● Extrait fourni
◇ ◇ ◇ ◇

Tous les coûts présentés dans cet article sont exprimés en dollars canadiens de 2002. Afin de ramener les dépenses passées en dollars courants de cette année, on utilise l’indice des prix à la consommation (IPC) désaisonnalisé, tel que fourni par Statistiques Canada. En ce qui concerne le taux d’intérêt appliqué pour le calcul des annuités, selon le Guide de conception des installations de production d’eau potable (GOUVERNEMENT DU QUÉBEC, 2004), « comme les projets municipaux sont habituellement financés à 100 % par dette, le taux à utiliser correspond à celui de l’emprunt. » Ainsi, nous avons retenu une distribution normale de taux d’intérêt (u) ayant une moyenne de 7,0 % et un écart-type de 1,5 % (ce qui signifie que les taux ont 95 % de chance d’être situés entre 4 % et 10 %); cette distribution représente la variation des taux des obligations municipales au cours des 50 dernières années, sans tenir compte des taux extrêmes de la décennie 1980. À titre de comparaison, PRICEWATERHOUSECOOPERS (2002) estime que le taux d’intérêt moyen des dettes de l’usine d’épuration et des intercepteurs pour la ville de Montréal est de 9,25 %.

◇ ◇ ◇ ◇

● Lignes fournies
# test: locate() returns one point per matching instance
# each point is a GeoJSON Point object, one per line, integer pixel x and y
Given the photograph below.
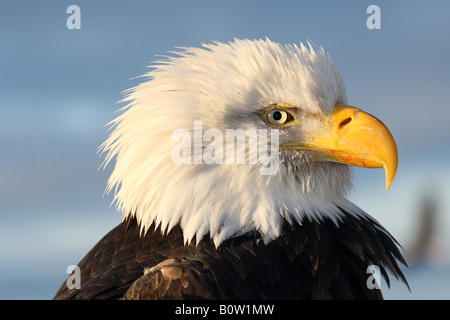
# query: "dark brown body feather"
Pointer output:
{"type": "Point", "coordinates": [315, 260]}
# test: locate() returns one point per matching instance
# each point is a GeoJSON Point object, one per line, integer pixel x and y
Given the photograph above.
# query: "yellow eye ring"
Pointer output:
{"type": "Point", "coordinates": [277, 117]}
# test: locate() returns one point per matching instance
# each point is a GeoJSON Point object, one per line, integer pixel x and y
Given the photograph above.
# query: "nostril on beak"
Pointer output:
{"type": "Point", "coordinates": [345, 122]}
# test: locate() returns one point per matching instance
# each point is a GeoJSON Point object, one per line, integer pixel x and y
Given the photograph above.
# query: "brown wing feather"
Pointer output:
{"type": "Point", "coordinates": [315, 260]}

◇ ◇ ◇ ◇

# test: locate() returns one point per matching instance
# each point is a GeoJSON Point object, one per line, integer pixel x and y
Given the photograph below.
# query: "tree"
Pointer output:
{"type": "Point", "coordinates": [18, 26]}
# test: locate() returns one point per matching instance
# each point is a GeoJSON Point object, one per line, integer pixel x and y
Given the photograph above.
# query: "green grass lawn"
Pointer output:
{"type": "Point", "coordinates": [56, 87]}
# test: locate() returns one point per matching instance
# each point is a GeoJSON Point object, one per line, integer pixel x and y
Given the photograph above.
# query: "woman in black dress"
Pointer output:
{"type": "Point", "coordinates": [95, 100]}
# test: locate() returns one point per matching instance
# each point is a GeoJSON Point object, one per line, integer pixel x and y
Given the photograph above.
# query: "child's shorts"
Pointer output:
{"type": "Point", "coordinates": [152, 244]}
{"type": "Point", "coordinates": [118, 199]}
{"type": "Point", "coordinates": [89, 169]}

◇ ◇ ◇ ◇

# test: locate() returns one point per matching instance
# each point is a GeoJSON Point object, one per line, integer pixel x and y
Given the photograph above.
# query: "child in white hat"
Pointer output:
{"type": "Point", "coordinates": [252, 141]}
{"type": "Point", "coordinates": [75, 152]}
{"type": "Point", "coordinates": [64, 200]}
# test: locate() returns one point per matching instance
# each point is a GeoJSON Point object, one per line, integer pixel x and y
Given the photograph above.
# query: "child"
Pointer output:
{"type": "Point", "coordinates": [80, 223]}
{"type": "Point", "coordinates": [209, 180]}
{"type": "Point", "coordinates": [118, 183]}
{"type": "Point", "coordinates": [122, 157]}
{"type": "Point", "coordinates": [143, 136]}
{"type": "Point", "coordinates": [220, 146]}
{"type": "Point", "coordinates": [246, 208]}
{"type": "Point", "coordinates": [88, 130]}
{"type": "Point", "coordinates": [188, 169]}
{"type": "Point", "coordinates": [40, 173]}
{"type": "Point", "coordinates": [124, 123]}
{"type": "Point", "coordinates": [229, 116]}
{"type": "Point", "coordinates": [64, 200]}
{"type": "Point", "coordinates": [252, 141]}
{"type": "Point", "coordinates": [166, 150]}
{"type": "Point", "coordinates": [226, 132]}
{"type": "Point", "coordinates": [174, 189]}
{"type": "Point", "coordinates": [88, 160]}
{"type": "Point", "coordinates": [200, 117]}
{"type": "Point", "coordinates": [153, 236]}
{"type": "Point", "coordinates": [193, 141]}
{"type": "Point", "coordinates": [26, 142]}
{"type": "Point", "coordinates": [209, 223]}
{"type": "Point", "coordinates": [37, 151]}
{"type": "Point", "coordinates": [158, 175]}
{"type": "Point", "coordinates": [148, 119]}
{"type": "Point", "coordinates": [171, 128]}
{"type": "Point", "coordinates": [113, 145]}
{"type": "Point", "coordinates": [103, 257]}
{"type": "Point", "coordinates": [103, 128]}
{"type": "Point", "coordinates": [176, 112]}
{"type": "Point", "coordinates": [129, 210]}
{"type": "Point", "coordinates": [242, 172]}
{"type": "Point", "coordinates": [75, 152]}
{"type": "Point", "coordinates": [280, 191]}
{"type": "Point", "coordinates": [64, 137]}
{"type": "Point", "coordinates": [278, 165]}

◇ ◇ ◇ ◇

● Consignes de l'exercice
[A] Dans l'extrait sur les coûts et les taux d'intérêt, quels sont la moyenne et l'écart-type de la distribution normale de taux retenue ?
[B] Poursuivez l'extrait sur les coûts et les taux d'intérêt après sa dernière phrase.

● Réponses attendues
[A] Une moyenne de 7,0 % et un écart-type de 1,5 %.

[B]
5.2 Production journalière

Les volumes moyens distribués dans chacun des secteurs de la zone étudiée (tirés de VILLENEUVE et al., 2002) apparaissent au Tableau 2, en compagnie de la population sur ces secteurs telle qu’estimée lors du recensement de 2001 de Statistiques Canada. Les volumes présentés au Tableau 2 correspondent, selon les cas, aux données des années 1999 ou 2000. Selon tous les gestionnaires de réseaux rencontrés lors de l’enquête de VILLENEUVE et al. (2002), aucune tendance marquée des volumes distribués n’avait été enregistrée lors des années précédant l’enquête. Les volumes distribués en 1999 ou 2000 sont donc représentatifs des volumes distribués au cours de la période récente. D’après les données du Tableau 2, la somme des volumes distribués sur le territoire étudié s’élève à environ 287 882 m3/j; nous avons donc retenu pour les calculs une production journalière moyenne de 290 000 m3/j. D’après VILLENEUVE et al. (2002), environ 35 % de cette production serait affecté aux usagers ICI (institutionnels, commerciaux et industriels), tandis que les usages résidentiels requerraient environ 47 % de la production et les usages municipaux, 3,5 %. Selon les secteurs, les pertes en réseau (estimées) varient de 6 % à 28 % des volumes distribués.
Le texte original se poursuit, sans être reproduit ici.